• Requirements: Put all the data below into a two-column CSV with the headers input and output. Give each text its own row beside its answer, quote every field, and replace line breaks with spaces.

• Exercise materials:

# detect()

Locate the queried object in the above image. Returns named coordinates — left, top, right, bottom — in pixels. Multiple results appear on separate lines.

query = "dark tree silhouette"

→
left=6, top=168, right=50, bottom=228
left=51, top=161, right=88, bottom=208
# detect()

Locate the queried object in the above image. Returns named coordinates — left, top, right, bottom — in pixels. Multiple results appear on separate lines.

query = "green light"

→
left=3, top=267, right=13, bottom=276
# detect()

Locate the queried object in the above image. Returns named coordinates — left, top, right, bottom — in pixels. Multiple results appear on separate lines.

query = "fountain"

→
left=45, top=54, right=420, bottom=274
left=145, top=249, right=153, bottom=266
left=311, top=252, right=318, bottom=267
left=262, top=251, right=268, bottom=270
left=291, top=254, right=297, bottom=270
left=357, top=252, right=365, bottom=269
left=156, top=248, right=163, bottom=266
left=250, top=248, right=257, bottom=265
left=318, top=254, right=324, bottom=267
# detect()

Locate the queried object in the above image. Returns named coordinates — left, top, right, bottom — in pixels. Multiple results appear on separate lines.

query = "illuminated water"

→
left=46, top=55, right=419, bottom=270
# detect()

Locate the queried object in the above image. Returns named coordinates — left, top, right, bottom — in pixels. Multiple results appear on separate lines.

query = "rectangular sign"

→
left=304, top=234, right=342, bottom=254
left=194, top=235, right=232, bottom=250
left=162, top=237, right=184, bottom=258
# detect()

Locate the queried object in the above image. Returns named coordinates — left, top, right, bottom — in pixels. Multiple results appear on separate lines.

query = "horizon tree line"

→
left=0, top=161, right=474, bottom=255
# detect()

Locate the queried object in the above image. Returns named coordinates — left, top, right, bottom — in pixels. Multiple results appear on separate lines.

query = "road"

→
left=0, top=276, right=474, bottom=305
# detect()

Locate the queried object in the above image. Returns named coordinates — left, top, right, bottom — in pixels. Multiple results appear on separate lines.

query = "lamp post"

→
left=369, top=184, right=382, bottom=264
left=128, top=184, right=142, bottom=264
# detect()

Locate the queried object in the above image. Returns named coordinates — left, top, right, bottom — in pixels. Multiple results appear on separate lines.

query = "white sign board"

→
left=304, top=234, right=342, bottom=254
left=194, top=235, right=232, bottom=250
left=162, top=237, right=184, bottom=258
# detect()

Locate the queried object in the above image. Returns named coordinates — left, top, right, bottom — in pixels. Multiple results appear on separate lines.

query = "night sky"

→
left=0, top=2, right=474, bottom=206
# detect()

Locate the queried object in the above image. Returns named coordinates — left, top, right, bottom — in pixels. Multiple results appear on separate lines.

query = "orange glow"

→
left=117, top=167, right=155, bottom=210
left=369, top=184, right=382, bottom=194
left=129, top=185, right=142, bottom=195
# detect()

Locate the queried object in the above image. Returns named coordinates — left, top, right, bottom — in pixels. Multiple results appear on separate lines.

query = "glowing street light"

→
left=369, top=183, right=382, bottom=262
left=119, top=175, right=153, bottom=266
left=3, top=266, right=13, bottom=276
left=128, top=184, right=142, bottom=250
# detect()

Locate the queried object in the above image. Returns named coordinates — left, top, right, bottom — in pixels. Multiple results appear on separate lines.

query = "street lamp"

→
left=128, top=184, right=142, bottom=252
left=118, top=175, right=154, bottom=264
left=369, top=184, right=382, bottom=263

• Solution to the problem:
input,output
"# detect() Locate the queried object in the above image. Returns named coordinates — left, top, right, bottom — in pixels. Multiple results appear on separate lines. query = ""dark tree silhouette"" →","left=6, top=168, right=50, bottom=228 left=51, top=161, right=88, bottom=208"
"# detect() Locate the queried object in the above image. Returns named coordinates — left, top, right, bottom — in pixels. Multiple results appear on separate lines. query = ""green light"" →","left=3, top=267, right=13, bottom=276"
"# detect() Locate the queried object in the above image. Returns named coordinates — left, top, right, bottom — in pixels. Multiple results appear on separate lines. query = ""fountain"" →","left=45, top=54, right=420, bottom=274 left=145, top=249, right=153, bottom=266 left=311, top=252, right=318, bottom=267 left=262, top=251, right=268, bottom=270 left=291, top=254, right=297, bottom=270 left=357, top=252, right=365, bottom=269 left=156, top=248, right=163, bottom=266 left=250, top=248, right=257, bottom=265 left=318, top=254, right=324, bottom=267"
"# detect() Locate the queried object in the above image. Returns named coordinates — left, top, right, bottom — in pixels. Multiple results appear on separate lines. query = ""illuminated water"" →","left=46, top=55, right=419, bottom=270"
"# detect() Locate the queried object in the above image. Returns named coordinates — left, top, right, bottom — in pixels. Multiple results appear on separate lines. query = ""rectangular sign"" →","left=304, top=234, right=342, bottom=254 left=194, top=235, right=232, bottom=250 left=162, top=237, right=184, bottom=258"
"# detect() Locate the queried object in the above image. Returns named coordinates — left, top, right, bottom — in pixels. Multiple results appear on separate lines. query = ""horizon tree line"" →","left=0, top=161, right=474, bottom=255"
"# detect() Locate the queried object in the above image. Returns named coordinates — left, top, right, bottom — in pixels. Multiple results appear on separate lines. query = ""road"" →","left=0, top=276, right=474, bottom=305"
"# detect() Locate the queried object in the above image. Returns named coordinates — left, top, right, bottom — in pixels. Multiple results appear on separate lines. query = ""lamp post"" →","left=369, top=184, right=382, bottom=264 left=128, top=184, right=142, bottom=264"
"# detect() Locate the queried object in the above image. Returns named coordinates — left, top, right, bottom — in pixels. Multiple results appear on separate lines. query = ""white sign board"" →","left=304, top=234, right=342, bottom=254 left=194, top=235, right=232, bottom=250 left=162, top=237, right=184, bottom=258"
"# detect() Locate the queried object in the above image. Returns named coordinates — left, top, right, bottom — in pixels. Multiple results appear on separate lines. query = ""night sky"" →","left=0, top=2, right=474, bottom=206"
"# detect() Locate the queried object in the above image. Returns named coordinates — left, top, right, bottom — in pixels. Multiple results appear on separate lines. query = ""orange glow"" →","left=117, top=167, right=155, bottom=210 left=369, top=184, right=382, bottom=194 left=129, top=185, right=142, bottom=195"
"# detect() Locate the queried object in the above image. Returns named coordinates — left, top, right, bottom — in pixels. Multiple results appear on separate lines. query = ""glowing street light"" →","left=369, top=183, right=382, bottom=262 left=119, top=175, right=153, bottom=266 left=3, top=266, right=13, bottom=276 left=128, top=184, right=142, bottom=250"
"# detect() Locate the queried object in the above image. Returns named coordinates — left, top, right, bottom — in pixels. Multiple results appear on separate lines. query = ""street lamp"" →","left=128, top=184, right=142, bottom=252 left=118, top=175, right=154, bottom=264 left=369, top=184, right=382, bottom=263"